Exercise goal:
Reproduce verbatim the lines of the listing that begin with the line containing "Can you see the locomotive running" and continue through the line containing "x=54, y=152".

[Excerpts from location labeling data]
>>>>>

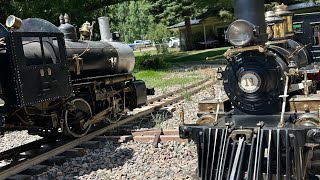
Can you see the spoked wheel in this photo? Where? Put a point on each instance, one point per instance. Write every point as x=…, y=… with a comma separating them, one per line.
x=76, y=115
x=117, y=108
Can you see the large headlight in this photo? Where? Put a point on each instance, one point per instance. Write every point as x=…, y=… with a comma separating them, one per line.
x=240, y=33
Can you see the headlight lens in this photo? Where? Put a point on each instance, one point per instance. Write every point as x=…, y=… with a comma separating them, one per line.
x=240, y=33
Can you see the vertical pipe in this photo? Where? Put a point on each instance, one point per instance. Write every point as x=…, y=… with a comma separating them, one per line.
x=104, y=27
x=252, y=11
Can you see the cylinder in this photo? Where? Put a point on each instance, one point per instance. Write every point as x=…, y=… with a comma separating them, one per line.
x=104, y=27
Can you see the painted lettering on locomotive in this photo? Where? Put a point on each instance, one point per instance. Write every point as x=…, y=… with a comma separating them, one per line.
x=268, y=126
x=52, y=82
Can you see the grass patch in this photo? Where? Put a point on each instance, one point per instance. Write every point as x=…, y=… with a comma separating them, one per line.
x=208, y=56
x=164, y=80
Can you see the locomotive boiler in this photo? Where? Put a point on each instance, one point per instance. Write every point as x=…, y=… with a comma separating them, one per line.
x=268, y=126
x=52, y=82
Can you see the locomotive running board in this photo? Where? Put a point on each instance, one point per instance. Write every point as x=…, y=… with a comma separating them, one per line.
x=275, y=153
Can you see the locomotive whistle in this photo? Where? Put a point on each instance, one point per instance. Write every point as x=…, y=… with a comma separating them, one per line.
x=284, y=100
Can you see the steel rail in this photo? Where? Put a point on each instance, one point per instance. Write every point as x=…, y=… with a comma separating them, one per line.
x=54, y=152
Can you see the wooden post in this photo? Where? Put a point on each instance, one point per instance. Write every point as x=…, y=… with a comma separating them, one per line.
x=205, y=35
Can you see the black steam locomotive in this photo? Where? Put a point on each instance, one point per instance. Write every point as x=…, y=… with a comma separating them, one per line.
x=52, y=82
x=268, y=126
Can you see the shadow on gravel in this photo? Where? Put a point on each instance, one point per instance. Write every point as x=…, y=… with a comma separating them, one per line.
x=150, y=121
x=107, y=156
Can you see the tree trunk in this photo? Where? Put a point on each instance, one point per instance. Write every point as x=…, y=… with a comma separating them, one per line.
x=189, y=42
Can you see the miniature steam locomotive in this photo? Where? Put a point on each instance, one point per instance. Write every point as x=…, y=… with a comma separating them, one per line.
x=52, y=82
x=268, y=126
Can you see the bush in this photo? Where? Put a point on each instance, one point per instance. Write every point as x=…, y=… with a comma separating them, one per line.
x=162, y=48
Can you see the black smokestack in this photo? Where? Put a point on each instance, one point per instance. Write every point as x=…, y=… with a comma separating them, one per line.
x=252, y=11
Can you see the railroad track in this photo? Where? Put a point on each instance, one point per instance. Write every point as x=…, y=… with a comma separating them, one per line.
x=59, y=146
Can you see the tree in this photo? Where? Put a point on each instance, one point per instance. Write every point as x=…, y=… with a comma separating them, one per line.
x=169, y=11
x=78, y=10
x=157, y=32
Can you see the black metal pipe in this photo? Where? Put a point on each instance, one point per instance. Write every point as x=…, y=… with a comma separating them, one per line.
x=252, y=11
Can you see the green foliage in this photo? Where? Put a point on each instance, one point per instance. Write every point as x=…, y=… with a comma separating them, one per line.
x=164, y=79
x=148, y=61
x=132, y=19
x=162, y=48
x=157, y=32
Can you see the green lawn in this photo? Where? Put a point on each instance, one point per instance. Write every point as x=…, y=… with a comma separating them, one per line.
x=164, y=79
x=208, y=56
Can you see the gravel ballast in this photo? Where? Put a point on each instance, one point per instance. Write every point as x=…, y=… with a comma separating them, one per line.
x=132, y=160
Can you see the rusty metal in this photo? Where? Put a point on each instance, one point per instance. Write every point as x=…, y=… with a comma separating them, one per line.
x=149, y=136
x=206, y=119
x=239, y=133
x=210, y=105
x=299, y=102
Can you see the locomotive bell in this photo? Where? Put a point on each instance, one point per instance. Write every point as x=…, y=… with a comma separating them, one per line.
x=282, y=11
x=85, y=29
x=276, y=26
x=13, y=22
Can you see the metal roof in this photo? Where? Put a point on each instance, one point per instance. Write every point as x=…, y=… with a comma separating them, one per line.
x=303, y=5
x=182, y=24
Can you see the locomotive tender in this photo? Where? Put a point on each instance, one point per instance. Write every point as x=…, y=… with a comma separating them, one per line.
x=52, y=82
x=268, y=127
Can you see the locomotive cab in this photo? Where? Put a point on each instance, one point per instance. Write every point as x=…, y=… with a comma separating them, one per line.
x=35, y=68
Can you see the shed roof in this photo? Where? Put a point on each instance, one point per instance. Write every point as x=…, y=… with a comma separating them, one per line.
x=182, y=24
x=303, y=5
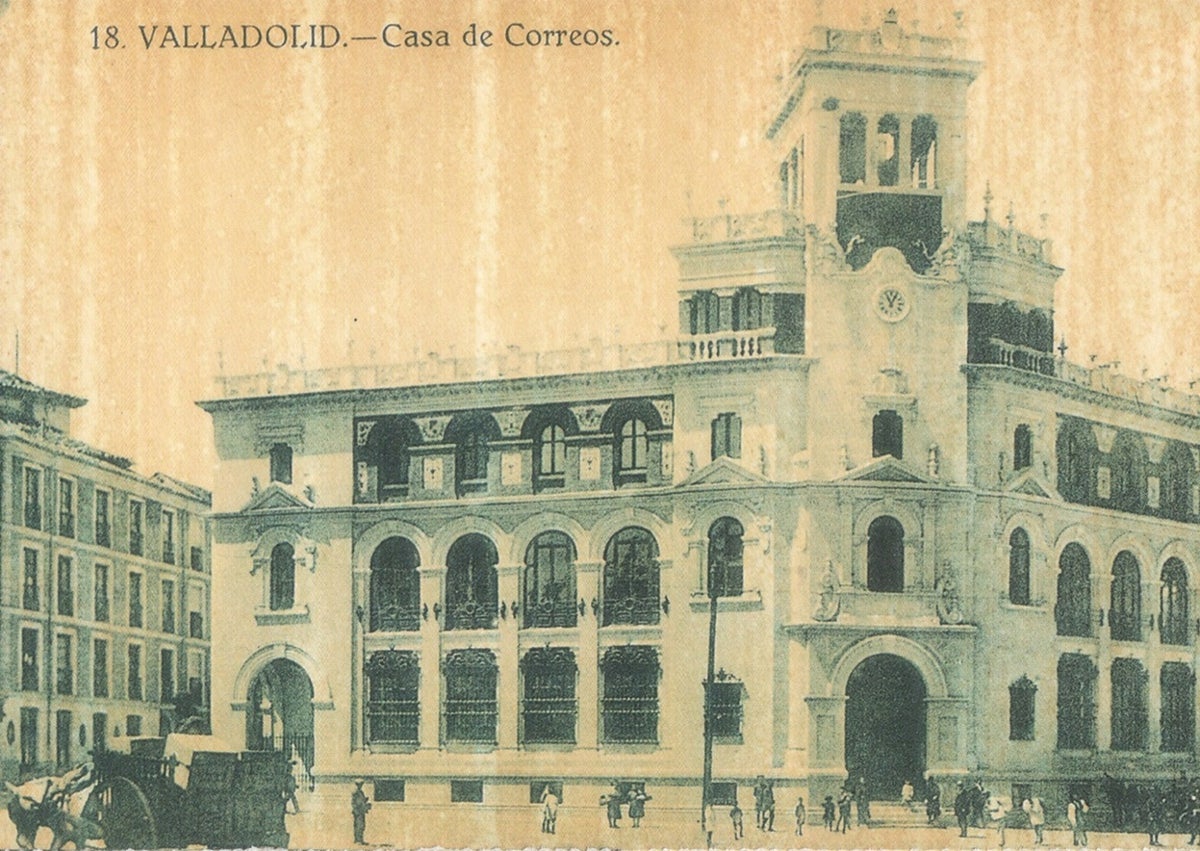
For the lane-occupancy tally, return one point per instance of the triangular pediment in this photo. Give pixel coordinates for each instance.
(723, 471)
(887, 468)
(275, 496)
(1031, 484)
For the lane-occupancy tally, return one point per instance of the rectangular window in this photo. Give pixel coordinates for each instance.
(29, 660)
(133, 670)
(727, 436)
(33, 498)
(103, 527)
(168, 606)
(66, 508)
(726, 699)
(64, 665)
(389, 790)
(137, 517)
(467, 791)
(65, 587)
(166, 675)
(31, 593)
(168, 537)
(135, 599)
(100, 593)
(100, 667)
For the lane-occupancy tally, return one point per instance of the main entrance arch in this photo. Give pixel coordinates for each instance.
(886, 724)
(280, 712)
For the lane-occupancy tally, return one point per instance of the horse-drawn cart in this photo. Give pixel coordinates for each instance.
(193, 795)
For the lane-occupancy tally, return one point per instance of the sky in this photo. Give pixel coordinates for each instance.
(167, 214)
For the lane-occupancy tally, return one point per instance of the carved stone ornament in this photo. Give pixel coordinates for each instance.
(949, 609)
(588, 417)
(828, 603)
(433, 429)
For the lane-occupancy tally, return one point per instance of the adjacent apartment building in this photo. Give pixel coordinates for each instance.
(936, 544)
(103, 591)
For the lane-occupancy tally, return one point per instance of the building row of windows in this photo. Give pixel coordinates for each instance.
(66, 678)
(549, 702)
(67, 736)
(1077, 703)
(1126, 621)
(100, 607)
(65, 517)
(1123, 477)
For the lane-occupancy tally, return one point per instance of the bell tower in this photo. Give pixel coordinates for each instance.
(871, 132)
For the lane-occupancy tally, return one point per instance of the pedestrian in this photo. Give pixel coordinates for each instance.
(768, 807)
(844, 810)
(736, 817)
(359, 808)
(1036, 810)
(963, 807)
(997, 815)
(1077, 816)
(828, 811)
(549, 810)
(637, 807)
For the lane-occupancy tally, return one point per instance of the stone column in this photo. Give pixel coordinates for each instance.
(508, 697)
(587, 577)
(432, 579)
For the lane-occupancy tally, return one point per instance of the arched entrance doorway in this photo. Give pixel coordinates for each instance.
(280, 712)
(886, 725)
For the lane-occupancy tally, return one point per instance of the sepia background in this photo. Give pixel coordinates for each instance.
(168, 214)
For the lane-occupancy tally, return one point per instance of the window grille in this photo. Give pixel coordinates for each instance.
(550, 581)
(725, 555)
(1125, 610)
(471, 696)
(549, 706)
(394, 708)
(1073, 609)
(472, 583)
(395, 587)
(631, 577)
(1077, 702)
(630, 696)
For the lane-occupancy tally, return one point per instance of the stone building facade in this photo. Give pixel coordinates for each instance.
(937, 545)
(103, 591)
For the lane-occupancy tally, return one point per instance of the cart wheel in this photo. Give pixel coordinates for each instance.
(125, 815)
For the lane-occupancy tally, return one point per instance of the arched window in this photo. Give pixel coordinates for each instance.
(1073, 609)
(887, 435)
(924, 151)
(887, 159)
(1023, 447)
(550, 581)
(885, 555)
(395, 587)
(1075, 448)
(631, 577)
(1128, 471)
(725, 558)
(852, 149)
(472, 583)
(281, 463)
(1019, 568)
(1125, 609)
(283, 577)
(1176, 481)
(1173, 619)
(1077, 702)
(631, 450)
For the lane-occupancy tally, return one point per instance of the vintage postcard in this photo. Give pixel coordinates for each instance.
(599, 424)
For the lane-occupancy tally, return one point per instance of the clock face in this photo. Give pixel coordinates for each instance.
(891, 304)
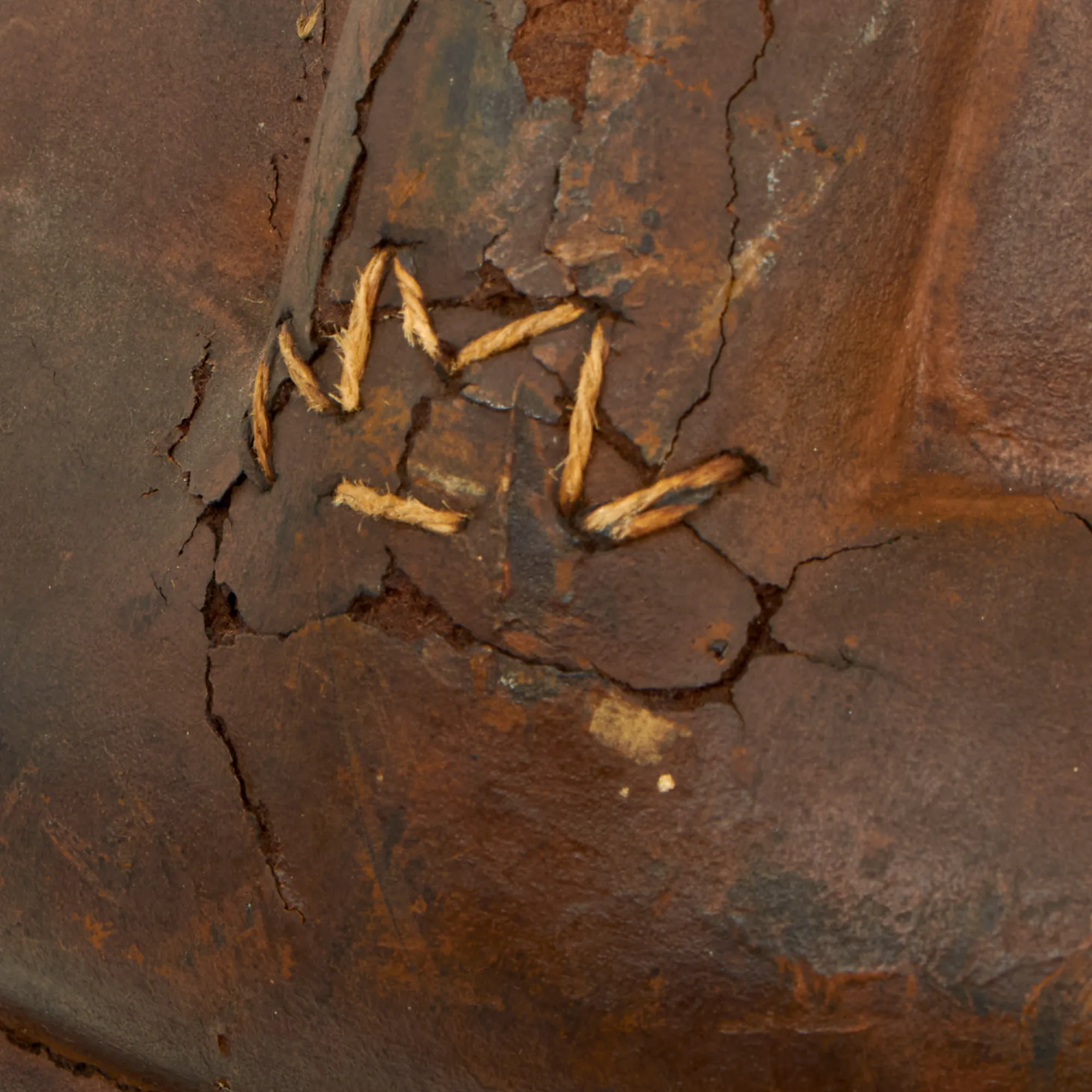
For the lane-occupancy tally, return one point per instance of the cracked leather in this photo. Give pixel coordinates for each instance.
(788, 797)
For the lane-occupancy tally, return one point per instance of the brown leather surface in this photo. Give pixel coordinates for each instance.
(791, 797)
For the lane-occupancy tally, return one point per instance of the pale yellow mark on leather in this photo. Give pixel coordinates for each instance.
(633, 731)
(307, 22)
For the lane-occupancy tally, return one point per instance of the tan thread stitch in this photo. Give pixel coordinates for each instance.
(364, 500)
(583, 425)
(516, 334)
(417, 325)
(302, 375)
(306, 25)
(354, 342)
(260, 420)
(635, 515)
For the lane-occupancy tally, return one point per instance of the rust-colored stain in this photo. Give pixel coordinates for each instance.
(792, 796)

<<<<<

Correct result:
Can you see the locomotive running board in this photo? Where? Put a point on each instance, one point per instance. Write every point as x=…, y=… with a comma separating them, one per line.
x=275, y=153
Can you see the locomotive whistle in this photo? Where? Put a point on each instance, one point per instance. Write every point as x=…, y=… with a comma separating them, one per line.
x=284, y=100
Can you see the steel rail in this photo? Where? Put a point on each instance, one point per instance. Write every point as x=…, y=… with a comma separating them, one per line.
x=54, y=152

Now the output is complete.